--- DOCUMENT SEGMENT Enclosed Below ---
Founders Ken Gjemre (1921–2002) and Pat Anderson (1931–1995) opened the first store in 1972 in a former laundromat in Dallas, Texas, stocking the shelves with 2,000 books from their personal libraries. Pat Anderson's daughter, Sharon Anderson Wright, is the company's CEO, and Kathy Doyle Thomas is the president. In 2009, Sharon's sister, Ellen O'Neal, assumed the position of chairperson of the board.

==Philanthropy==
The original mission statement of Half Price Books includes a commitment to "promote literacy and be kind to the environment." To support this, the company offers teachers and librarians a year-round 10% discount on purchases. Each store holds an annual book drive to collect new or gently used children's books, which are used to establish "Half Pint Libraries" at local non-profit organizations and schools.

The company also manages its paper, energy, and water resources. In 2008, the chain established "B(eco)me Green," an environmental education initiative designed to share information about environmental health.

In addition, the chain donates millions of overstock books annually to non-profit organizations around the world, including Feed the Children and the American Red Cross. It also supplies books to Better World Books, a for-profit online bookseller.

==Publishing==
Half Price Books publishes a portion of its inventory by reprinting public domain titles or acquiring the U.S. or English language rights from other publishers. The company releases these titles through its publishing division, Hackberry Press.

The Hackberry Press catalog includes Say Good Night to Illiteracy, a children's storybook series with 13 editions in print. Proceeds from the series are donated to family literacy organizations, including Reach Out and Read and the National Center for Family Literacy.

==Wholesale==
Founded in 1983, Texas Bookman is the wholesale division of Half Price Books and is also headquartered in Dallas. Texas Bookman sells trade and scholarly remainders at discount prices to wholesale buyers worldwide. In April 2020, the division began selling directly to businesses with a customer application and proof of tax-exempt or resale status on file through its website. They do not sell directly to consumers. In May 2022, Texas Bookman hosted its first annual trade book show, the Texas Remainder Expo (TRex), where exhibitors from across the US and UK showcased their latest inventory available for wholesale purchasing at discounted prices.
--- End of Enclosed DOCUMENT SEGMENT ---
* [TASKS TO CARRY OUT]:
A. Translate this sentence from the Half Price Books text into Spanish: "Founded in 1983, Texas Bookman is the wholesale division of Half Price Books and is also headquartered in Dallas."
B. Answer these questions using the Half Price Books text:
(i) In what year did the founders open the first store?
(ii) What discount does the company offer teachers and librarians?
(iii) What is the title of the children's storybook series in the Hackberry Press catalog?
C. Return, character for character, the stretch of the Half Price Books text from "In addition, the" through "division, Hackberry Press.".
--- EXTRACTED ENTRIES Enclosed Below ---
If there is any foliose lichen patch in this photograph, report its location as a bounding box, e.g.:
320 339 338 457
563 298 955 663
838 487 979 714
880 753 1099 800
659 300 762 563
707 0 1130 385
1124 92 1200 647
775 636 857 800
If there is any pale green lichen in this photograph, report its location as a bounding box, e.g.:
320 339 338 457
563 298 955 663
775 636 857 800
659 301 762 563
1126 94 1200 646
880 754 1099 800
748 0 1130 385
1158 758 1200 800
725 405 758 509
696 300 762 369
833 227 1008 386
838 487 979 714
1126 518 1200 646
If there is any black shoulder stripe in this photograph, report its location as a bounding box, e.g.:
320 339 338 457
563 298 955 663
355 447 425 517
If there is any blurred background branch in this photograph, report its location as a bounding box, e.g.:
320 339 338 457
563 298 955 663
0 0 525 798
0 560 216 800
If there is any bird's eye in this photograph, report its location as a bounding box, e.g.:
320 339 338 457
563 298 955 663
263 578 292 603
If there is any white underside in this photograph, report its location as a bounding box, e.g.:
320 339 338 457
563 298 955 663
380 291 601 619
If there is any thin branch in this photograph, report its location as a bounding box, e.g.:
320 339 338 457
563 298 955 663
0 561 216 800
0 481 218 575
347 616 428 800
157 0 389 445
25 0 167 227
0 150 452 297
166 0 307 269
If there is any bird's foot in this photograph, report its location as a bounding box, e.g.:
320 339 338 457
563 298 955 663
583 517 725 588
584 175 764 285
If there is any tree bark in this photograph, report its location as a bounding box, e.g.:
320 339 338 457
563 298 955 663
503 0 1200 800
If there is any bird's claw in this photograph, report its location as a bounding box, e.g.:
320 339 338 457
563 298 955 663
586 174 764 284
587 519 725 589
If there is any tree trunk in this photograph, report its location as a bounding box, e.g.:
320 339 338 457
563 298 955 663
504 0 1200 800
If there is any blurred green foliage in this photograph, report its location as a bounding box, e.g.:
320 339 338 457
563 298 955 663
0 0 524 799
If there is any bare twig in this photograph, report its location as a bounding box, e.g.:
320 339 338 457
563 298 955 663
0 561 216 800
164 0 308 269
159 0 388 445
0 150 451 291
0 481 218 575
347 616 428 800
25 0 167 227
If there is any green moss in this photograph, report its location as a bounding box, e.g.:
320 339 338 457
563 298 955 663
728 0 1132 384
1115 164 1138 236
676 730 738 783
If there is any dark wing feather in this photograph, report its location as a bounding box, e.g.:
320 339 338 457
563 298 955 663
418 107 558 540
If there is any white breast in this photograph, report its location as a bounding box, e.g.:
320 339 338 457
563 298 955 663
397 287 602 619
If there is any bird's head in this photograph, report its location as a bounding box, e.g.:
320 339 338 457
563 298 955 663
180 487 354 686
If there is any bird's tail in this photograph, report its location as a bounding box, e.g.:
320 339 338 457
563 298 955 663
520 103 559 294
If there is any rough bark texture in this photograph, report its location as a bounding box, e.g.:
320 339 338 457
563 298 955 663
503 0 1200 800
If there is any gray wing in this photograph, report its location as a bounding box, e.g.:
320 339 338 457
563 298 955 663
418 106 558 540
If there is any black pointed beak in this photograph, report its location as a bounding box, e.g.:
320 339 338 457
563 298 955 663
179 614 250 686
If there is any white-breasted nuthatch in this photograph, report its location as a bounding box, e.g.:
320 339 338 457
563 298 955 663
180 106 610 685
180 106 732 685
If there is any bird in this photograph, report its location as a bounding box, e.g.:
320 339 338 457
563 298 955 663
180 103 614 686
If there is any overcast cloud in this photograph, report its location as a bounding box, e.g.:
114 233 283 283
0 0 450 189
--- End of Enclosed EXTRACTED ENTRIES ---
* [YOUR RESPONSES]:
A. Fundada en 1983, Texas Bookman es la división mayorista de Half Price Books y también tiene su sede en Dallas.

B.
(i) 1972
(ii) A year-round 10% discount on purchases
(iii) Say Good Night to Illiteracy

C.
In addition, the chain donates millions of overstock books annually to non-profit organizations around the world, including Feed the Children and the American Red Cross. It also supplies books to Better World Books, a for-profit online bookseller.

==Publishing==
Half Price Books publishes a portion of its inventory by reprinting public domain titles or acquiring the U.S. or English language rights from other publishers. The company releases these titles through its publishing division, Hackberry Press.